Work to be completed>
Starting at the first line, copy the data below through to the end, exactly.

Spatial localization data
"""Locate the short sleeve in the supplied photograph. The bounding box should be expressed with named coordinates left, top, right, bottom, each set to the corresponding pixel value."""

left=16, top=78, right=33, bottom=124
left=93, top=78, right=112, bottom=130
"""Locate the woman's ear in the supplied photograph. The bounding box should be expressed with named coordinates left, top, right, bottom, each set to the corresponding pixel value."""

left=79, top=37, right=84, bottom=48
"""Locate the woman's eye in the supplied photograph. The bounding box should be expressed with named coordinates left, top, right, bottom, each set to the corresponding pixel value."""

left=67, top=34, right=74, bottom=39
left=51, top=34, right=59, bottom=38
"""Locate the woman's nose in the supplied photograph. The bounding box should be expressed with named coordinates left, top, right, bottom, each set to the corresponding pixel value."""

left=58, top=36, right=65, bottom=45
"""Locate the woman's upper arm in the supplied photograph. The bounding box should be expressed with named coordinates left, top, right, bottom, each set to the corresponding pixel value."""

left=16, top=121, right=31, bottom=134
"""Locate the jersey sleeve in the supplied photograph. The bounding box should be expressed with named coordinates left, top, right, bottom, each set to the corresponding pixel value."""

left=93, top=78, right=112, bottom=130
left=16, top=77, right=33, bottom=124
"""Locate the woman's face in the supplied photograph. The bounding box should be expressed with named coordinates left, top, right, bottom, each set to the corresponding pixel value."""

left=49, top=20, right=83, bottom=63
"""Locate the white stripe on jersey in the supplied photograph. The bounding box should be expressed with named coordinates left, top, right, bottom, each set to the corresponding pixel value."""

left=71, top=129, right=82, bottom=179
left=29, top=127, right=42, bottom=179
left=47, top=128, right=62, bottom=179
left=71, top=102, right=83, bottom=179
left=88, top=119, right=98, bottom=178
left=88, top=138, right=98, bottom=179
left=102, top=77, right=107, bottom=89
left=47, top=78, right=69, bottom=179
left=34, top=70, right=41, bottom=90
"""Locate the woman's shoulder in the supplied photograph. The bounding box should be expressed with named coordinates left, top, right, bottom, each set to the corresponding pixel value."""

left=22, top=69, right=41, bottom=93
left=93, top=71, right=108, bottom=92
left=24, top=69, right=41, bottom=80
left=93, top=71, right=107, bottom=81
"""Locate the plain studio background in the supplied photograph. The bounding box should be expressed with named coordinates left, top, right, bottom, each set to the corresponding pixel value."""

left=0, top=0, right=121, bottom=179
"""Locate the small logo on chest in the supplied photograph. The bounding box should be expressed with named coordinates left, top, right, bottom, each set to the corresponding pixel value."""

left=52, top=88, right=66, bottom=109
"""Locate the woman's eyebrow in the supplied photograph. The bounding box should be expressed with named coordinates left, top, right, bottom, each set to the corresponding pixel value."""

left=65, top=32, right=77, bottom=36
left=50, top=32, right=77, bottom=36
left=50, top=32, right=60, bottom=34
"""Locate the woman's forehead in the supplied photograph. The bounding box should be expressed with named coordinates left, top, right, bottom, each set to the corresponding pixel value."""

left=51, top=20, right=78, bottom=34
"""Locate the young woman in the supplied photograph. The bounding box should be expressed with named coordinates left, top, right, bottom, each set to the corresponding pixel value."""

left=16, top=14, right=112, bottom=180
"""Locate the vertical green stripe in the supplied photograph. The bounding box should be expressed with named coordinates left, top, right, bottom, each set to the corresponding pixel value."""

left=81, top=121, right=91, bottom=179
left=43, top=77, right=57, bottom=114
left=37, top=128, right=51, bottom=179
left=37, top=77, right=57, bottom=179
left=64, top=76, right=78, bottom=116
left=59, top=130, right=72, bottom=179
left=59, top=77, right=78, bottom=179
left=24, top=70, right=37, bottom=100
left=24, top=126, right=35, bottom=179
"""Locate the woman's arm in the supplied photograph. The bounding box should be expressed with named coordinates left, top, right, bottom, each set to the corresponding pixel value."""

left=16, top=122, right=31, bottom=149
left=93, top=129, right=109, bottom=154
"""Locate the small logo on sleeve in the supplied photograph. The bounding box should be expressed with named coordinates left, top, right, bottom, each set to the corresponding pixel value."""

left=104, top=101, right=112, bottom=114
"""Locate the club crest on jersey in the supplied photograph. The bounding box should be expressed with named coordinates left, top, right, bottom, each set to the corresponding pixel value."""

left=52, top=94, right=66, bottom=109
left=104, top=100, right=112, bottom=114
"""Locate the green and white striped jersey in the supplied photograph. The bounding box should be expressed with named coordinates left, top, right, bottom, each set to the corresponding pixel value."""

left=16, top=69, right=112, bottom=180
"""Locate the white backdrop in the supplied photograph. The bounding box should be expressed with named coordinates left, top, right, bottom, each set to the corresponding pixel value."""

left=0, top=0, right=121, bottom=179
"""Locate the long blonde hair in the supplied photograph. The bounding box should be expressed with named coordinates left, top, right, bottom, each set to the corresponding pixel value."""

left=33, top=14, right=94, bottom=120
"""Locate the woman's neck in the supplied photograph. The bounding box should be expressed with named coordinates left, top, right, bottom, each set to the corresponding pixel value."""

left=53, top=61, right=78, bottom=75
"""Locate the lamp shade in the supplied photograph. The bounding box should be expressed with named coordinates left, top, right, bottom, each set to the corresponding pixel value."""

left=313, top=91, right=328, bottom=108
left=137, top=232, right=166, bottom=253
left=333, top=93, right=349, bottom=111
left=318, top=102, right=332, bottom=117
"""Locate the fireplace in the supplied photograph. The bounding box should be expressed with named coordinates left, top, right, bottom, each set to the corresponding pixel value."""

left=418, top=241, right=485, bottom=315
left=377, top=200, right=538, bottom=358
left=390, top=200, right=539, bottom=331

Response box>
"""Locate the short sleeve in the supplied photograph. The bounding box should be expressed with named coordinates left, top, right, bottom, each set to the corresponding pixel value."""

left=16, top=78, right=33, bottom=124
left=93, top=78, right=112, bottom=130
"""Locate the woman's ear in the supplied photograph. The bounding box should be expressed with named coordinates left, top, right, bottom, each set to the corresponding pixel value."""

left=79, top=37, right=84, bottom=48
"""Locate the woman's eye in the supplied photograph. The bounding box should be expressed with named coordinates left, top, right, bottom, each set to the corresponding pixel value."""

left=67, top=34, right=74, bottom=39
left=51, top=34, right=59, bottom=38
"""Locate the woman's nose in the supplied photograph. The bounding box should be expressed with named coordinates left, top, right, bottom, each set to the corresponding pixel value."""

left=58, top=36, right=65, bottom=45
"""Locate the woman's upper arm in the supplied photograph. The bounding box should be expressed with named coordinates left, top, right, bottom, each set to the corresponding pixel value."""

left=16, top=121, right=31, bottom=134
"""Locate the jersey sleeve in the supplied photograph. The bounding box should be expressed with named coordinates left, top, right, bottom, each set to the corresponding pixel value."""

left=93, top=78, right=112, bottom=130
left=16, top=77, right=33, bottom=124
"""Locate the woman's face in the supplied photograph. The bounding box should be expressed with named coordinates left, top, right, bottom, each set to the corresponding pixel value."""

left=49, top=20, right=83, bottom=63
"""Locate the white stripe on jersey in the supplied photograph. The bounding box should be expressed with named coordinates left, top, right, bottom, each set to the corresponding pixel value."""

left=71, top=129, right=82, bottom=179
left=29, top=127, right=42, bottom=179
left=47, top=128, right=62, bottom=179
left=71, top=102, right=83, bottom=179
left=88, top=119, right=98, bottom=178
left=88, top=138, right=98, bottom=179
left=102, top=77, right=107, bottom=89
left=47, top=78, right=69, bottom=179
left=34, top=70, right=41, bottom=90
"""Locate the woman's shoulder in the supplied photograph. The bounding box should be expressed with named coordinates left, top, right, bottom, each set to the corresponding pixel value."""

left=22, top=69, right=41, bottom=93
left=93, top=71, right=108, bottom=92
left=24, top=69, right=41, bottom=80
left=93, top=71, right=107, bottom=81
"""Locate the plain studio background in the supplied photograph. The bounding box should be expressed with named coordinates left, top, right, bottom, each set to the corresponding pixel value."""

left=0, top=0, right=121, bottom=179
"""Locate the small logo on chest in the supplied photograph. The bounding box should be expressed with named coordinates left, top, right, bottom, each set to the corresponding pixel value."""

left=52, top=88, right=66, bottom=109
"""Locate the woman's eyebrow in the supplied photograph. The bounding box should be expressed with named coordinates left, top, right, bottom, each set to the corresponding pixel value."""

left=65, top=32, right=77, bottom=36
left=50, top=32, right=77, bottom=36
left=50, top=32, right=60, bottom=34
"""Locate the woman's forehead in the supplied photograph. The bounding box should be expressed with named coordinates left, top, right, bottom, each set to the corresponding pixel value."""

left=51, top=20, right=78, bottom=34
"""Locate the young woman in the supplied photograph. The bounding box should be expressed with named coordinates left, top, right, bottom, each set to the corresponding pixel value."""

left=16, top=14, right=112, bottom=180
"""Locate the vertical green stripe in the supplied photograph. The bounding box should be expressed with named coordinates left, top, right, bottom, each set to the corresponding pixel value."""

left=81, top=121, right=91, bottom=179
left=43, top=77, right=57, bottom=114
left=37, top=128, right=51, bottom=179
left=37, top=77, right=57, bottom=179
left=64, top=76, right=78, bottom=116
left=59, top=130, right=72, bottom=179
left=59, top=77, right=78, bottom=179
left=24, top=70, right=37, bottom=100
left=24, top=126, right=35, bottom=179
"""Locate the woman's arm in the supplied photograph. The bounding box should be expressed with named coordinates left, top, right, bottom, each set to the corresponding pixel value."""

left=16, top=122, right=31, bottom=149
left=93, top=129, right=109, bottom=154
"""Locate the small logo on sleeve in the supplied photograph. The bounding box should be expressed with named coordinates left, top, right, bottom, each set to the corresponding pixel value."""

left=104, top=101, right=112, bottom=114
"""Locate the club crest on jersey in the supplied photograph. The bounding box should be expressed with named coordinates left, top, right, bottom, each set to the corresponding pixel value."""

left=52, top=94, right=66, bottom=109
left=104, top=100, right=112, bottom=114
"""Locate the green and white striped jersey in the supplied photograph. The bounding box should be expressed with named coordinates left, top, right, bottom, each set to the corresponding pixel value."""

left=16, top=69, right=112, bottom=180
"""Locate the white backdrop in the supplied photograph. The bounding box should be expressed with named coordinates left, top, right, bottom, each set to the corresponding pixel value."""

left=0, top=0, right=121, bottom=179
"""Locate the long blonde hair in the supplied photograph. The bounding box should be expressed with named coordinates left, top, right, bottom, each set to the corresponding pixel value."""

left=33, top=14, right=94, bottom=120
"""Locate the woman's neck in the supplied photograph. The bounding box should be expressed with named coordinates left, top, right, bottom, each set to the corresponding pixel value."""

left=53, top=61, right=78, bottom=75
"""Locate the lamp shade in the supplied photograph. The bounding box should be expressed with named coordinates left, top, right, bottom, each set to the corresponding pixel value."""

left=313, top=91, right=328, bottom=108
left=137, top=232, right=166, bottom=253
left=333, top=93, right=349, bottom=111
left=318, top=102, right=332, bottom=117
"""Locate the fireplace in the supplied photograph. The bounding box should be expressed with named coordinates left, top, right, bottom, each set to the corresponding pixel value."""

left=418, top=241, right=485, bottom=315
left=377, top=200, right=538, bottom=358
left=390, top=200, right=539, bottom=331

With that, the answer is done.